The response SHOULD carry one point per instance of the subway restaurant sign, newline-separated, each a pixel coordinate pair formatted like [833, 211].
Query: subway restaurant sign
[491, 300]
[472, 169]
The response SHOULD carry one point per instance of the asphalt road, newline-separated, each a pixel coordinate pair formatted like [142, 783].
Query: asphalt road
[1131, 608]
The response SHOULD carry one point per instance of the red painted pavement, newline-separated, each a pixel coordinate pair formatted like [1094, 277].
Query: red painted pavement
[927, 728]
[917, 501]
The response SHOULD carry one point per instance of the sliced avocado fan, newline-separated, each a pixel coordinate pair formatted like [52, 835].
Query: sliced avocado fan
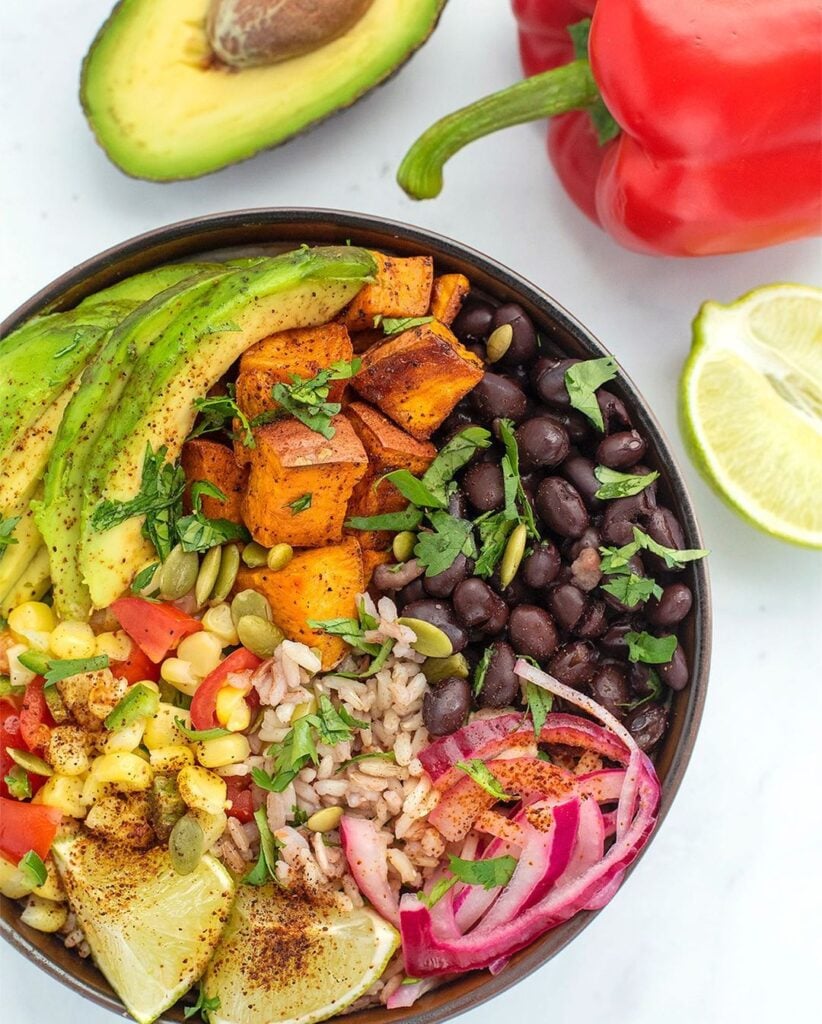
[163, 108]
[304, 288]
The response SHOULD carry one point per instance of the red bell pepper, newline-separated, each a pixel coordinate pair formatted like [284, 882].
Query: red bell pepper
[709, 114]
[25, 827]
[204, 702]
[156, 628]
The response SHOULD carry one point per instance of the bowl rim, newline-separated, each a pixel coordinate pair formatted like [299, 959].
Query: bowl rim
[191, 236]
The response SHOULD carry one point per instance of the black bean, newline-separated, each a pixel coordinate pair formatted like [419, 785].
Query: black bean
[473, 323]
[613, 411]
[532, 632]
[613, 640]
[483, 486]
[542, 443]
[675, 673]
[567, 604]
[579, 471]
[574, 663]
[593, 623]
[496, 396]
[672, 607]
[620, 451]
[439, 613]
[549, 381]
[443, 583]
[445, 707]
[647, 725]
[542, 565]
[609, 687]
[412, 592]
[501, 686]
[561, 508]
[523, 343]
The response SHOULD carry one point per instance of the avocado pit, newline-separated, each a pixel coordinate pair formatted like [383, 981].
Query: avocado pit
[255, 33]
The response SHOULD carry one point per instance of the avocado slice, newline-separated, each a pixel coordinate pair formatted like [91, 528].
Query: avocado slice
[164, 109]
[299, 289]
[103, 384]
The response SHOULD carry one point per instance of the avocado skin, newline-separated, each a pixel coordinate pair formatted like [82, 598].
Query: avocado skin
[111, 139]
[103, 383]
[298, 289]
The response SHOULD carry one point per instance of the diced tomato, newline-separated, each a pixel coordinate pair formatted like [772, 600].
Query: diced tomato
[36, 720]
[239, 794]
[156, 628]
[136, 667]
[25, 827]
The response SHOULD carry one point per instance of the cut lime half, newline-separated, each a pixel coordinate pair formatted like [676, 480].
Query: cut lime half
[750, 402]
[290, 958]
[152, 932]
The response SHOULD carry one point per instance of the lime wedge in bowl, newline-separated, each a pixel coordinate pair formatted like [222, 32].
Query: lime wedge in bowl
[152, 932]
[294, 958]
[750, 402]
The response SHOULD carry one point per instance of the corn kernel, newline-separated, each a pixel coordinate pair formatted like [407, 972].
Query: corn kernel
[203, 650]
[213, 825]
[65, 793]
[32, 623]
[231, 709]
[222, 751]
[127, 771]
[180, 675]
[73, 640]
[218, 621]
[52, 887]
[116, 645]
[161, 729]
[172, 758]
[125, 738]
[43, 914]
[13, 883]
[18, 674]
[326, 819]
[202, 790]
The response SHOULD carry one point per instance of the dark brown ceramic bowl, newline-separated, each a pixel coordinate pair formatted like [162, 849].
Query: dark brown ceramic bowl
[272, 230]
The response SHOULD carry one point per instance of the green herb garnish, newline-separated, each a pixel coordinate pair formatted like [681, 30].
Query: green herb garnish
[615, 484]
[650, 649]
[581, 381]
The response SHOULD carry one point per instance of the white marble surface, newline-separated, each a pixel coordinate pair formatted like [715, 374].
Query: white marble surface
[720, 922]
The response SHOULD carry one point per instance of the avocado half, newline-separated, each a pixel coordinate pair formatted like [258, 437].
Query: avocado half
[163, 109]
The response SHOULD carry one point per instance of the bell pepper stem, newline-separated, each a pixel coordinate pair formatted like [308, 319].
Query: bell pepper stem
[570, 87]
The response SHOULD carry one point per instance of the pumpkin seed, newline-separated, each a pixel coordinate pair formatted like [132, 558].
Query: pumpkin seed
[279, 556]
[255, 555]
[250, 602]
[326, 819]
[512, 556]
[209, 570]
[430, 641]
[499, 342]
[178, 573]
[259, 635]
[229, 566]
[437, 669]
[30, 762]
[402, 545]
[186, 844]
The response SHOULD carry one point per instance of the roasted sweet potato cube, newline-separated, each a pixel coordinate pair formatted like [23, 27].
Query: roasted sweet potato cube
[319, 584]
[418, 377]
[447, 296]
[300, 483]
[204, 460]
[388, 448]
[275, 359]
[402, 288]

# # # # #

**Exercise:** Make an exact copy of the whole listing, but don't bring over any pictures.

**Answer for this exercise:**
The response SHOULD carry one point per instance of the subway restaurant sign, newline-separated, each a pixel coordinate pair formatted like [833, 211].
Query: subway restaurant sign
[491, 300]
[472, 169]
The response SHOULD carry one point per instance of the asphalt road, newline-separated, each a pixel coordinate pair formatted like [142, 783].
Query: asphalt road
[1131, 608]
The response SHOULD carry one point per instance of the red painted pavement, newline-separated, each a pixel coordinate pair formatted like [1094, 277].
Query: red painted pavement
[927, 728]
[917, 501]
The response SHOULD carry one point per instance of the sliced avocado fan, newline-separated, each a pixel coordinate pair formatted like [52, 835].
Query: sliced avocado fan
[163, 108]
[304, 288]
The response SHOULD carry one point per instance of the red bell pepper, newline-separated, each a pixel coordinate pair formatted like [284, 882].
Query: red bell pepper
[709, 114]
[25, 827]
[204, 702]
[156, 628]
The response SHOULD carry one point per instance of the bowl rim, newline-separated, each a pixel coordinate pair formatted like [299, 959].
Query: bowl rim
[191, 236]
The response SHOULD carry one point per instance of the black bean, newline-separated, each a pixel coordinate pair formatted like [419, 785].
Query: black bean
[473, 323]
[613, 411]
[532, 632]
[613, 640]
[483, 486]
[542, 443]
[675, 673]
[567, 604]
[579, 471]
[574, 663]
[593, 623]
[496, 396]
[672, 607]
[620, 451]
[439, 613]
[549, 381]
[443, 583]
[445, 707]
[647, 725]
[542, 565]
[609, 687]
[412, 592]
[501, 686]
[561, 508]
[523, 343]
The response SHOULD carry one point per instance of the avocado pit, newline-separated, each a pixel coordinate pair formatted like [383, 981].
Query: avocado pit
[255, 33]
The response SHOULD carry one point per instance of the avocado slice, newline-separated, each a pixel coordinate pair formatted like [91, 528].
Query: avocado slice
[164, 109]
[299, 289]
[103, 384]
The response SHOULD carry one point per instance of the avocado skin, newline-separated, each a pixel coordinate pair formatted like [82, 598].
Query: avocado skin
[111, 139]
[103, 383]
[298, 289]
The response SHOULD carry one point per instance of the diced tomato, newline-separated, each a pixel coordinate pair formatted like [772, 600].
Query: diced tomato
[36, 720]
[239, 794]
[156, 628]
[136, 667]
[25, 827]
The response SHOULD carry one point per instance of the cut lime half, newline-separated, each a pixel coordinate pair formatted like [676, 480].
Query: cut lime half
[750, 402]
[290, 958]
[152, 932]
The response SHOULD carry one point per instance of the lime wedge in bowl, newline-separated, each a pixel coordinate pair formatted like [222, 32].
Query: lime wedge in bowl
[152, 932]
[294, 958]
[750, 402]
The response SHOULD carry one point per instance of the corn kernel, newline-separated, each a pixel coordinate pair formatted like [407, 972].
Query: corn kernel
[203, 650]
[213, 825]
[65, 793]
[32, 623]
[231, 709]
[222, 751]
[127, 771]
[180, 675]
[73, 640]
[218, 621]
[52, 887]
[116, 645]
[161, 729]
[172, 758]
[125, 738]
[43, 914]
[13, 883]
[18, 674]
[326, 819]
[202, 790]
The response SHOULD carry one point per instance of the dark brown ceramic bowl, newline-separated, each a pixel coordinate pair formatted like [162, 849].
Query: dark brown ceramic bowl
[272, 230]
The response SHOULD carry one point per instance of the green herb garnish, newline-separated, each a pixel coordinate pair formatted like [681, 30].
Query: green herb garnish
[615, 484]
[650, 649]
[581, 381]
The response SHOULD carry one point per instance of the white marble surface, newline-separated, each a pixel coordinate pair formatted like [715, 374].
Query: white marble surface
[720, 922]
The response SHOULD carry one point per instance of the avocado half, newline-separated, each a pixel coordinate pair formatted like [258, 437].
Query: avocado half
[163, 109]
The response SHOULD carry one point per instance of the bell pepper stem, newline-separated, each a pixel coordinate pair formatted like [308, 319].
Query: bell pepper stem
[570, 87]
The response SHOULD carry one point per instance of the pumpkin seed, newline-separated, each a pixel coordinate pair formatted like [132, 558].
Query: pumpkin seed
[279, 556]
[255, 555]
[250, 602]
[326, 819]
[512, 556]
[209, 570]
[430, 641]
[499, 342]
[178, 573]
[259, 635]
[229, 566]
[437, 669]
[30, 762]
[402, 545]
[186, 844]
The response SHOULD carry one point per instance of the roasted sweet potato cube, newline-separated, each a pixel coordinate pair formatted like [23, 27].
Query: roasted sweet potato cube
[319, 584]
[418, 377]
[447, 296]
[300, 483]
[204, 460]
[388, 448]
[275, 359]
[402, 288]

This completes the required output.